(Required action): Set down all of the entries exactly, leaving nothing out.

(Dataset records):
##########

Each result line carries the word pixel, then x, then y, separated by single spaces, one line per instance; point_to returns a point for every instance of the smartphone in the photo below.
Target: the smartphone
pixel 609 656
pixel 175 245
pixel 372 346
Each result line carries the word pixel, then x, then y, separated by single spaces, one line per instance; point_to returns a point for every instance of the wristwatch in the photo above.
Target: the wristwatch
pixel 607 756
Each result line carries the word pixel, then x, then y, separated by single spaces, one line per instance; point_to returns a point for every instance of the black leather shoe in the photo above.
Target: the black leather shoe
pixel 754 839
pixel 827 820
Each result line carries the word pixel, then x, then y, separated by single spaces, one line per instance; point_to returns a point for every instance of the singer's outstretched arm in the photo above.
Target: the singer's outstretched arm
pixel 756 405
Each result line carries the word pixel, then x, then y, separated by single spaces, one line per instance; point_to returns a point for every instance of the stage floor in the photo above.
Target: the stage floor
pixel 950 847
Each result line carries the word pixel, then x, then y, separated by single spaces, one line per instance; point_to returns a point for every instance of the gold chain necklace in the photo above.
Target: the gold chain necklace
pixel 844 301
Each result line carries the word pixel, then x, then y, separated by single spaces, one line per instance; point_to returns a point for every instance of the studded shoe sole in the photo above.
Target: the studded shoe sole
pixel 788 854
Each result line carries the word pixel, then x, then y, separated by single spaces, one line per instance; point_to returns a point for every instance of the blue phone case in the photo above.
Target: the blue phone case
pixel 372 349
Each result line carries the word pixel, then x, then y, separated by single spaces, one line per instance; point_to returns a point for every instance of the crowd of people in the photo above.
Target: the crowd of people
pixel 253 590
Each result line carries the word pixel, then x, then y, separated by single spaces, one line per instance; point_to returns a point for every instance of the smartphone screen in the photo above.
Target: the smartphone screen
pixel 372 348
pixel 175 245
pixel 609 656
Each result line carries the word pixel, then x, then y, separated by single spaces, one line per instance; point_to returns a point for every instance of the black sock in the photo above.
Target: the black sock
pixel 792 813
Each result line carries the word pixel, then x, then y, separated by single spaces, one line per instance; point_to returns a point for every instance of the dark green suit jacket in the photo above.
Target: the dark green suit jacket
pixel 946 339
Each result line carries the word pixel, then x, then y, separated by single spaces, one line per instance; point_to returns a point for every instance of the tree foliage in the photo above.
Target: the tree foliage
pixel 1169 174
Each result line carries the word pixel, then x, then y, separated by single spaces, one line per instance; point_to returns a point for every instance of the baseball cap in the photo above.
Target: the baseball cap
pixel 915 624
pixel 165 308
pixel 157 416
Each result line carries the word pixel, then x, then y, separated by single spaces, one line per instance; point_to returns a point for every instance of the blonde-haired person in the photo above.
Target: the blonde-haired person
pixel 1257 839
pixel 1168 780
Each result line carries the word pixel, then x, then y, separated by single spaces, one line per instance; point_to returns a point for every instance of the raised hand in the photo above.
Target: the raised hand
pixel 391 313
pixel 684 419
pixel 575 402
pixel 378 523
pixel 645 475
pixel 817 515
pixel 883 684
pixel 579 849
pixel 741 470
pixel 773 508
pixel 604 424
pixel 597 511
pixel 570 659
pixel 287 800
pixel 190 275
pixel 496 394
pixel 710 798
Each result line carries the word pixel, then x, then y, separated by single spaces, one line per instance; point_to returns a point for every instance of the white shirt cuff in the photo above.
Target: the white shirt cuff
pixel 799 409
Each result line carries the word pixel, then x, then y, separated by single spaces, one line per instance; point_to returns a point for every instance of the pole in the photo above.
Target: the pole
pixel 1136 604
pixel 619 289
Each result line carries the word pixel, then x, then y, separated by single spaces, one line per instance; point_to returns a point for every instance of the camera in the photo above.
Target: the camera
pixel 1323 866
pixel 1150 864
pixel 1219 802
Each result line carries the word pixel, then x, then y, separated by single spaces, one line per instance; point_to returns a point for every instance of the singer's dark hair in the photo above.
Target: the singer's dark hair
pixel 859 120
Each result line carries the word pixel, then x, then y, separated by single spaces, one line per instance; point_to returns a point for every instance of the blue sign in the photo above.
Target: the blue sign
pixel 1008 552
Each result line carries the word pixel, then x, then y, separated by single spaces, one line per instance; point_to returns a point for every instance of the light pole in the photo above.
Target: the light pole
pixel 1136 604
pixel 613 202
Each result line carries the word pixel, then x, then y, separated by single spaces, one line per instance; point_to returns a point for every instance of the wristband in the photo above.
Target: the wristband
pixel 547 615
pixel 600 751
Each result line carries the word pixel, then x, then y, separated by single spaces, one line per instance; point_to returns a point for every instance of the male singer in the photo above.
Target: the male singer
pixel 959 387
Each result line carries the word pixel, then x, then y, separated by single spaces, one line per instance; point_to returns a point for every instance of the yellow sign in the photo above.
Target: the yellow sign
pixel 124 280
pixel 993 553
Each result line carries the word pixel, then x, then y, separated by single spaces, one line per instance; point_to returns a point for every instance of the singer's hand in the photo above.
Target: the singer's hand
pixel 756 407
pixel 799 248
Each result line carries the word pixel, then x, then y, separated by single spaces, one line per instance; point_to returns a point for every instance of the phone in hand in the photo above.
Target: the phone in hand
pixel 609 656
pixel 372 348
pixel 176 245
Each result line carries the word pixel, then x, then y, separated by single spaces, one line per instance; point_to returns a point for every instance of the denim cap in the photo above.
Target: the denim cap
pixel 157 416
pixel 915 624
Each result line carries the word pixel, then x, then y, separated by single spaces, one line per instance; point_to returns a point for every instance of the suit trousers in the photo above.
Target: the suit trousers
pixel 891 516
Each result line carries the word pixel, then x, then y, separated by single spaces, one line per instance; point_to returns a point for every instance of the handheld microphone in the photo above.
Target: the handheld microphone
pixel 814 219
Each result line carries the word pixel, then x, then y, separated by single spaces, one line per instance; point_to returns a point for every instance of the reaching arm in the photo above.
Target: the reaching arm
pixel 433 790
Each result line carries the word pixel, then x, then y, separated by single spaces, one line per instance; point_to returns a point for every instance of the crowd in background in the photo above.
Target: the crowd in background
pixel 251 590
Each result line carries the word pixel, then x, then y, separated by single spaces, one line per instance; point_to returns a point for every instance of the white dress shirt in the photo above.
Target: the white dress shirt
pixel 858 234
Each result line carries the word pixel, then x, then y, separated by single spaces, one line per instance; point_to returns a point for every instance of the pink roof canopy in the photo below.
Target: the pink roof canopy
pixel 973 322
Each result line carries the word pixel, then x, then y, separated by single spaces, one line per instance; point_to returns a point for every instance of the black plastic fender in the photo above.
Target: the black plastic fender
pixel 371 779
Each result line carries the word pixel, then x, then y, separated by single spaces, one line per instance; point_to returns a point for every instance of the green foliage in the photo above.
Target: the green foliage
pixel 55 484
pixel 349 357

##########

(Answer below):
Each result line carries the word pixel, then x, then y, separated by single spaces, one line per instance; point_to returns a point for every instance of the smartphone in the photo below.
Target: the smartphone
pixel 609 656
pixel 175 245
pixel 372 346
Each result line carries the word pixel, then x, then y, separated by single spaces, one line per instance; point_to returns a point for every instance of the wristwatch in the photo above.
Target: the wristwatch
pixel 607 756
Each result line carries the word pixel, then x, then y, separated by single spaces, one line per instance; point_to returns a point for every instance of the black leather shoe in the photo above.
Target: the black leather shoe
pixel 754 839
pixel 827 820
Each result line carries the word pixel, then x, then y, separated by single spaces, one line per instance; point_to returns a point for every instance of the singer's outstretched arm in the photo above.
Target: the singer's outstretched arm
pixel 756 405
Each result line carries the word pixel, then x, then y, separated by single spaces, one line per instance; point_to returns a point for every instance of the stage floor in the photo above.
Target: the stage floor
pixel 950 847
Each result line carries the word pixel, then x, then y, separated by single spaces, one line per instance; point_to returns a point for every instance of the gold chain necklace in the photo above.
Target: the gold chain necklace
pixel 844 301
Each result line carries the word pixel, then x, then y, separated by single spaces, one line per instance; point_to returns a point for every instance of the studded shoe sole in the photo above.
Target: the studded shoe sole
pixel 788 854
Each result line carries the word pixel, then x, then y, separated by single spaces, one line per instance; point_to returns a point for every instance of the blue phone case in the photo above.
Target: the blue phone case
pixel 372 349
Each result line carries the word pixel, then x, then y, separated by single spaces, one line per instance; point_to returns a point for every instance of the crowd of people in the photo above.
Target: the crowd of people
pixel 253 590
Each result line carries the word pixel, then x, then y, separated by single spaces, one line per instance; point_to returns a point for every instance of the smartphone screen in the photo above.
Target: the smartphone screen
pixel 372 348
pixel 175 245
pixel 609 656
Each result line carries the word pixel, then x, then y, separated by single spaces, one line per instance; point_to returns a point for every instance of the black sock in the photo above.
Target: the black sock
pixel 792 813
Each result line carries the word pixel, then x, then y, separated by single spaces, one line per instance; point_to returns a point for every instance of the dark green suit jacket in the photo above.
Target: the dark green suit jacket
pixel 946 339
Each result line carries the word pixel, then x, then y, separated by single spaces, one line per instance; point_to returns a point for every instance of the tree foliage in the photo above.
Target: the tree foliage
pixel 1169 174
Each result line carries the word pixel, then x, then y, separated by single spaces, one line per instance; point_to returns a point for every instance of the baseball cap in the photo above.
Target: the baseball cap
pixel 915 624
pixel 165 308
pixel 157 416
Each result line carries the word pixel, then x, then y, separated by single spaces, one line per instance; point_to returns a point for every instance of the blonde-haired person in the photo above.
Target: the blonde-haired person
pixel 1257 839
pixel 1168 780
Each result line carries the word pixel, then x, then y, separated by single spaces, one line per instance; point_to returns a point for every instance of the raised hand in the photo above.
Target: the raised hand
pixel 391 313
pixel 684 419
pixel 575 402
pixel 378 523
pixel 645 475
pixel 817 515
pixel 883 684
pixel 579 849
pixel 741 470
pixel 773 508
pixel 604 424
pixel 597 511
pixel 570 659
pixel 287 800
pixel 190 275
pixel 496 394
pixel 710 798
Each result line carries the word pixel, then x, then y, separated by single spaces, one line per instance; point_to returns a point for every instance of the white shirt cuff in the photo above.
Target: the white shirt cuff
pixel 799 409
Each result line carries the word pixel, then x, then y, separated by single spaces, one line per instance; point_to returns a point for every instance of the pole in the photo above.
Target: the pole
pixel 1136 604
pixel 619 289
Each result line carries the word pixel, then x, then y, separated by single spaces, one line per instance; point_to returns a point for every instance of the camera in the photo above.
Target: the camera
pixel 1323 866
pixel 1150 864
pixel 1219 802
Each result line carries the word pixel, then x, then y, separated by single spaces, one line per instance; point_to returns a point for every instance of the singer's dark hair in the photo above.
Target: the singer's dark hair
pixel 859 120
Each result line carries the word pixel, then x, then y, separated by single spaces, one line per instance; point_to returns a point for every instance of the blue sign in the photo above.
Target: the blue sign
pixel 1008 552
Each result line carries the word pixel, then x, then y, separated by single spaces, one line per instance; point_to returns a point for every instance of the light pole in the photo above.
Target: the light pole
pixel 1136 604
pixel 613 202
Each result line carries the word pixel, then x, then y, separated by single spaces, one line per instance; point_to returns a point for every instance of the wristband in the photo above.
Target: the wristband
pixel 547 615
pixel 600 751
Each result line carries the word pixel, then x, then y, separated by single spaces, one line per instance; point_to returns a point for every instance of the male singer in the photo above.
Target: the male singer
pixel 959 387
Each result line carries the word pixel, then x, then y, separated by single spaces, one line per instance; point_to returns a point for every instance of the yellow sign in the photo above.
Target: the yellow sign
pixel 124 280
pixel 993 553
Each result line carries the word pixel, then x, then y, separated by single spaces, one line per instance; point_to returns a point for every instance of the singer's hand in the photo above.
Target: the singer's hand
pixel 756 407
pixel 799 248
Each result line carries the word pixel, then x, then y, separated by single spaces, one line per instance; point_to returns a point for every instance of the phone in hand in the photo above.
Target: the phone in hand
pixel 609 656
pixel 372 348
pixel 176 245
Each result line carries the word pixel, then x, then y, separated by single spaces, one line per instance; point_to returns a point for every instance of the denim cap in the photo above.
Target: the denim cap
pixel 157 416
pixel 915 624
Each result line carries the word pixel, then x, then y, separated by single spaces, one line per instance; point_to returns a point for every instance of the suit trousers in the photo above.
Target: the suit trousers
pixel 891 516
Each result line carries the word pixel, then x, then y, separated by single spaces, one line per instance; point_to returns a point for every instance of the handheld microphone in the photo above.
Target: the handheld microphone
pixel 814 219
Each result line carries the word pixel, then x, then y, separated by single spaces, one line per instance; point_to returns a point for every instance of the reaching arm in the photo above.
Target: the reaching arm
pixel 433 790
Each result line carries the word pixel, then x, then y, separated by single spaces, one line per instance; point_to returns a point for every instance of the crowd in background in the photo above.
Target: the crowd in background
pixel 251 590
Each result line carries the word pixel, then x, then y, separated by single spaces, one line per instance; point_to returns a point for every instance of the white dress shirt in the photo above.
Target: the white dress shirt
pixel 858 234
Each result line carries the word pixel, then x, then y, separated by single spaces, one line per instance; point_to returns a point for every instance of the pink roof canopy in the photo below.
Target: the pink roof canopy
pixel 973 322
Each result line carries the word pixel, then x, then y, separated by single spaces, one line per instance; point_to returns a point for every instance of the black plastic fender in the photo above.
Target: the black plastic fender
pixel 371 779
Each result line carries the word pixel, then x, then y, separated by single spaces, one line per instance; point_to returns a point for every instance of the green foliage in the photo above.
Target: the green foliage
pixel 55 484
pixel 349 357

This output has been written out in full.